Labeling and segmentation records
- - - - -
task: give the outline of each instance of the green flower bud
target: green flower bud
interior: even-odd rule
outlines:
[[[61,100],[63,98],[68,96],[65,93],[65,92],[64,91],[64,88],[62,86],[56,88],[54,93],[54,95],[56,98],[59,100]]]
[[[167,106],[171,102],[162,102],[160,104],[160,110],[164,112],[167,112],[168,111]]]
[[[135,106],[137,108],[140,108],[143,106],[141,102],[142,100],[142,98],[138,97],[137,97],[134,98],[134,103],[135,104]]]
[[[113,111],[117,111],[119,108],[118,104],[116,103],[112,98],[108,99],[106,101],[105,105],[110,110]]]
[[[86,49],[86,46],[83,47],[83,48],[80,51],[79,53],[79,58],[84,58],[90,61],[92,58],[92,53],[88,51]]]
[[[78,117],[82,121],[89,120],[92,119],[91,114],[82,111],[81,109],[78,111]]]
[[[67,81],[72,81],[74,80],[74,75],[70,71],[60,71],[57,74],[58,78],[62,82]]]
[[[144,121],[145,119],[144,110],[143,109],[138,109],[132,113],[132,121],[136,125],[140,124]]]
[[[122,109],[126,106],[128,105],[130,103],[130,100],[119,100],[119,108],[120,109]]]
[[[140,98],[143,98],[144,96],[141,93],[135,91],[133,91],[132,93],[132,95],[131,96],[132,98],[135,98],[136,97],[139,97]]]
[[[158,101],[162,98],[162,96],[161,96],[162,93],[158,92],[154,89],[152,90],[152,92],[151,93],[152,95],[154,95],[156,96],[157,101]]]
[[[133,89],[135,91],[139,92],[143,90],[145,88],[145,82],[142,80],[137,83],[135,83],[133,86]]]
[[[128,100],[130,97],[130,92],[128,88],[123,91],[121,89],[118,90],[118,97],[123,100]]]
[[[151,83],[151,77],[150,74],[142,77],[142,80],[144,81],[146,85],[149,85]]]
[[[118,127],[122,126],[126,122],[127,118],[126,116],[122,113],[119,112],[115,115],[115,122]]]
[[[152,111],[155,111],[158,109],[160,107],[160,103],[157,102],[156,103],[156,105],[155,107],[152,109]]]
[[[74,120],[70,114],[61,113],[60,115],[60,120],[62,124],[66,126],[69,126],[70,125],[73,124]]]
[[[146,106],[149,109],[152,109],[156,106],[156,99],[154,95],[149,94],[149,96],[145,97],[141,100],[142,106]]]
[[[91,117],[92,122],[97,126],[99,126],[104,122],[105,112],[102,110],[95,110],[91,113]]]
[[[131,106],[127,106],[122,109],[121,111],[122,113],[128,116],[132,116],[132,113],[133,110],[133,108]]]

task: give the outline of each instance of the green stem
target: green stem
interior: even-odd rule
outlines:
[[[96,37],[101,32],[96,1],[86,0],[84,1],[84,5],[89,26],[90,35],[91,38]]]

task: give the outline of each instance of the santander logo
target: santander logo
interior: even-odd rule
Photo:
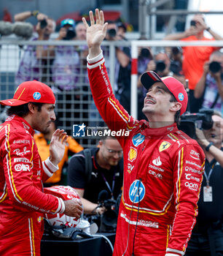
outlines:
[[[160,166],[162,165],[162,162],[160,160],[160,157],[158,157],[157,159],[152,160],[152,163],[154,165],[157,165],[157,166]]]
- - - - -
Exercise goal:
Can you set down all of the records above line for line, with every character unchanged, and leave out the picture?

Right answer:
task: give the outline of each instance of the green flower bud
target: green flower bud
interior: even-odd rule
outlines:
[[[61,100],[63,98],[68,96],[65,93],[65,92],[64,91],[64,88],[62,86],[56,88],[54,93],[54,95],[56,98],[59,100]]]
[[[167,106],[171,102],[162,102],[160,104],[160,110],[164,112],[167,112],[168,111]]]
[[[135,106],[137,108],[140,108],[143,106],[141,102],[142,100],[142,98],[138,97],[137,97],[134,98],[134,103],[135,104]]]
[[[113,111],[117,111],[119,108],[118,104],[116,103],[112,98],[108,99],[106,101],[105,105],[110,110]]]
[[[86,49],[86,46],[83,47],[83,48],[80,51],[79,53],[79,58],[84,58],[90,61],[92,58],[92,53],[88,51]]]
[[[78,117],[82,121],[89,120],[92,119],[91,114],[82,111],[81,109],[78,111]]]
[[[67,81],[72,81],[74,80],[74,75],[70,71],[60,71],[57,74],[58,78],[62,82]]]
[[[144,121],[145,119],[144,110],[143,109],[138,109],[132,113],[132,121],[136,125],[140,124]]]
[[[122,109],[126,106],[128,105],[130,103],[130,100],[119,100],[119,108],[120,109]]]
[[[140,98],[143,98],[144,96],[141,93],[135,91],[133,91],[132,93],[132,95],[131,96],[132,98],[135,98],[136,97],[139,97]]]
[[[158,101],[162,98],[162,96],[161,96],[162,93],[158,92],[154,89],[152,90],[152,92],[151,93],[152,95],[154,95],[156,96],[157,101]]]
[[[133,89],[135,91],[139,92],[143,90],[145,88],[145,82],[142,80],[137,83],[135,83],[133,86]]]
[[[128,100],[130,97],[130,92],[128,88],[123,91],[121,89],[118,90],[118,97],[123,100]]]
[[[151,83],[151,77],[150,74],[142,77],[142,80],[144,81],[146,85],[149,85]]]
[[[118,127],[122,126],[126,122],[127,118],[126,116],[122,113],[119,112],[115,115],[115,122]]]
[[[152,111],[155,111],[158,109],[160,107],[160,103],[157,102],[156,103],[156,105],[155,107],[152,109]]]
[[[74,120],[70,114],[61,113],[60,115],[60,120],[62,124],[66,126],[69,126],[70,125],[73,124]]]
[[[146,106],[149,109],[152,109],[156,106],[156,99],[154,95],[149,94],[149,96],[145,97],[141,100],[142,106]]]
[[[91,117],[92,122],[97,126],[99,126],[104,122],[105,112],[102,110],[95,110],[91,113]]]
[[[131,106],[127,106],[122,109],[121,111],[122,113],[128,116],[132,116],[132,113],[133,110],[133,108]]]

task: give the outline of each instance of the green stem
target: green stem
interior: even-odd rule
outlines:
[[[96,37],[101,32],[96,1],[86,0],[84,1],[84,5],[89,26],[90,35],[91,38]]]

task: give the outline of each instance of the santander logo
target: santander logo
interior: even-odd rule
Photo:
outlines:
[[[160,166],[162,165],[162,162],[160,160],[160,157],[158,157],[157,159],[152,160],[152,163],[154,165],[157,165],[157,166]]]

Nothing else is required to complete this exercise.